Exercise requirements
**A)** In the news item on Germany's health-system overhaul, do the statements below agree with the text? Answer yes or no for each and quote the words of the text that decide it.
(i) Only the United States and Switzerland spend more per capita on health care than Germany.
(ii) The health-care fund begins on April 1.
(iii) The government expects insurance premiums to fall under the bill.
**B)** List every date or year that the news item on Germany's health-system overhaul gives.
**C)** Pick up the news item on Germany's health-system overhaul after its last sentence and carry it forward.

=== Page extract ===

GERMAN CABINET APPROVES HEALTH-SYSTEM OVERHAUL
October 27, 2006
The German government's cabinet approved a plan to overhaul the state health care system -- which costs €140 billion, or $176 billion, and is among the world's most expensive, with only the United States and Switzerland spending more on health care per capita. The plan has been opposed by economists and doctors, says the Wall Street Journal.
Most aspects of the bill, which requires approval by parliament, are to take effect April 1. The "health-care fund," which launches a new distribution of money between the 250 health insurers, will start in 2009:
- Germany's aging society is expected to boost health-care costs in the years ahead, with the risk that the country's labor costs will rise, since insurance contributions are traditionally split between employees and employers.
- The bill aims to slow growth of insurance premiums paid by employers and employees, but the premiums still are expected to rise to around 14.7 percent of employees' gross income from the current 14.2 percent, according to the government.

=== Excerpted records ===

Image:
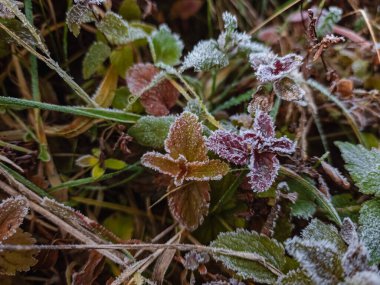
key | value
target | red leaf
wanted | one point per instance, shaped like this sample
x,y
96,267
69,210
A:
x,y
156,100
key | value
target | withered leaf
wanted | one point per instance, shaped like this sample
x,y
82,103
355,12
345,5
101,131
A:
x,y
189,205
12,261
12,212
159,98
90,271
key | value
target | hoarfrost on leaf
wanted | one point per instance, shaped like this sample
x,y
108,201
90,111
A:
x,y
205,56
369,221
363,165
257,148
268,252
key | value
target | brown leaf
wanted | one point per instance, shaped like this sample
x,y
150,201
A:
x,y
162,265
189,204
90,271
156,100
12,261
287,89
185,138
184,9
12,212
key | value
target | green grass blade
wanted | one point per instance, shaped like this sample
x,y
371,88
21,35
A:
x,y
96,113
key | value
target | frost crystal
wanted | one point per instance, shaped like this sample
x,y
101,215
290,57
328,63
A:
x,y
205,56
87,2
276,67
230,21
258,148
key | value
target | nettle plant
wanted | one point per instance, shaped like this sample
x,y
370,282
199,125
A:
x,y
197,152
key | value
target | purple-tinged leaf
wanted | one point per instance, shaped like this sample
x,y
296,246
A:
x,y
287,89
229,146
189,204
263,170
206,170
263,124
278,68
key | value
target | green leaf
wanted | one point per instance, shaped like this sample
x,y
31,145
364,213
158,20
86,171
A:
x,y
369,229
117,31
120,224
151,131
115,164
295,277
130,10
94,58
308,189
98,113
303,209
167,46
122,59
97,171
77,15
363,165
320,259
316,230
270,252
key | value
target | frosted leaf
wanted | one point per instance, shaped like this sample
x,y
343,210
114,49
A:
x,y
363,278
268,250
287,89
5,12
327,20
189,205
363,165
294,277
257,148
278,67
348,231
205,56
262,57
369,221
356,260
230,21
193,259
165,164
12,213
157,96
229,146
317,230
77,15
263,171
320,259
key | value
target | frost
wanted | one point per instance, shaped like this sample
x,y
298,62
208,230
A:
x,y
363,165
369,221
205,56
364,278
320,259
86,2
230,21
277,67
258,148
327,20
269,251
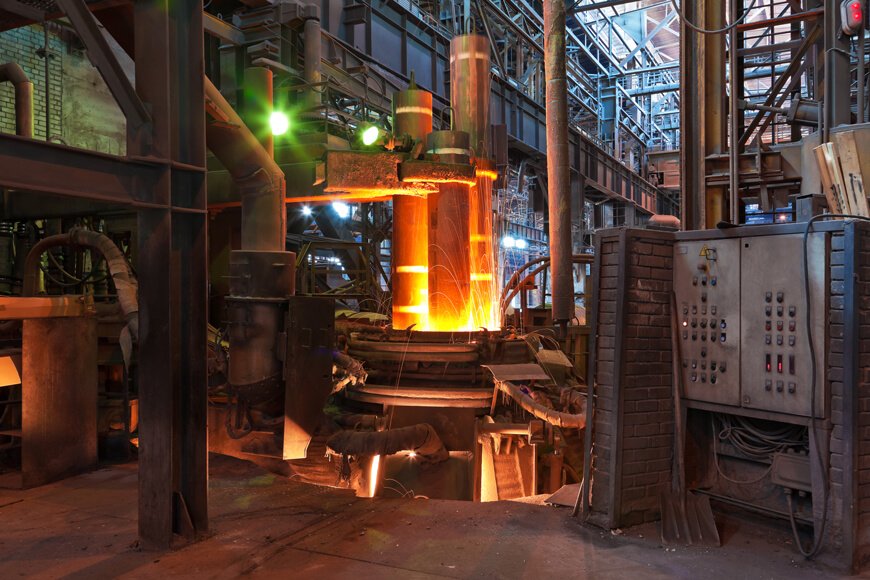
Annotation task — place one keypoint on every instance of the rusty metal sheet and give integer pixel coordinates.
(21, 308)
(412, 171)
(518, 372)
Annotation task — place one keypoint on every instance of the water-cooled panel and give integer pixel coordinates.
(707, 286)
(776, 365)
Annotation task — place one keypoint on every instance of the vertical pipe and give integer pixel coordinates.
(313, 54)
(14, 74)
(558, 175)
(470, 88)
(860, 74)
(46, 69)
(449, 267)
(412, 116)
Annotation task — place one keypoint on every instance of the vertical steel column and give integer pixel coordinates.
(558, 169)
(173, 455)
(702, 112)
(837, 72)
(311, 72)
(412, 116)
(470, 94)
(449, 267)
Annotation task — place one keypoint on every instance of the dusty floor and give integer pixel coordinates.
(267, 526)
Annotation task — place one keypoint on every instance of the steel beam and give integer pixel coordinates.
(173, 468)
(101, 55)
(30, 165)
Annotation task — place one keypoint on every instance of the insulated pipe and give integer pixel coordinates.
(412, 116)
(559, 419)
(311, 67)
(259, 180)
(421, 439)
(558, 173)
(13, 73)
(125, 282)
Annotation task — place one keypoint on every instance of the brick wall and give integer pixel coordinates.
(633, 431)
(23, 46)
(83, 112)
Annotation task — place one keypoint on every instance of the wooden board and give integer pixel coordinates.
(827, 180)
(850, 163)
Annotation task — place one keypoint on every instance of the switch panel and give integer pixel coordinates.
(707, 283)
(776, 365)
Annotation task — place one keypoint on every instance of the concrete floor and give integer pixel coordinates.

===

Outputs in order
**A)**
(i) Yes: "with only the United States and Switzerland spending more on health care per capita."
(ii) No: "will start in 2009."
(iii) No: "the premiums still are expected to rise to around 14.7 percent of employees' gross income from the current 14.2 percent."

**B)**
- October 27, 2006
- April 1
- 2009

**C)**
- The overhaul also aims to fix insurance contributions from 2008. Insurers can demand extra payments if their costs exceed their intake; those extra contributions will be limited to 1 percent of household income, according to the government.
Analysts, however, have said the measure doesn't bring costs under control and is too bureaucratic:
- Funding of children's health insurance will be financed partly with taxpayer money, which should rise to €3 billion ($3.8 billion) in 2009 from €1.5 billion ($1.9 billion) in 2008 and further in the years ahead. It's unclear how this will be funded.
- Under the bill, drug prices won't be fixed, but there will be price caps in a bid to boost competition and reduce costs when negotiating prices with pharmaceutical companies.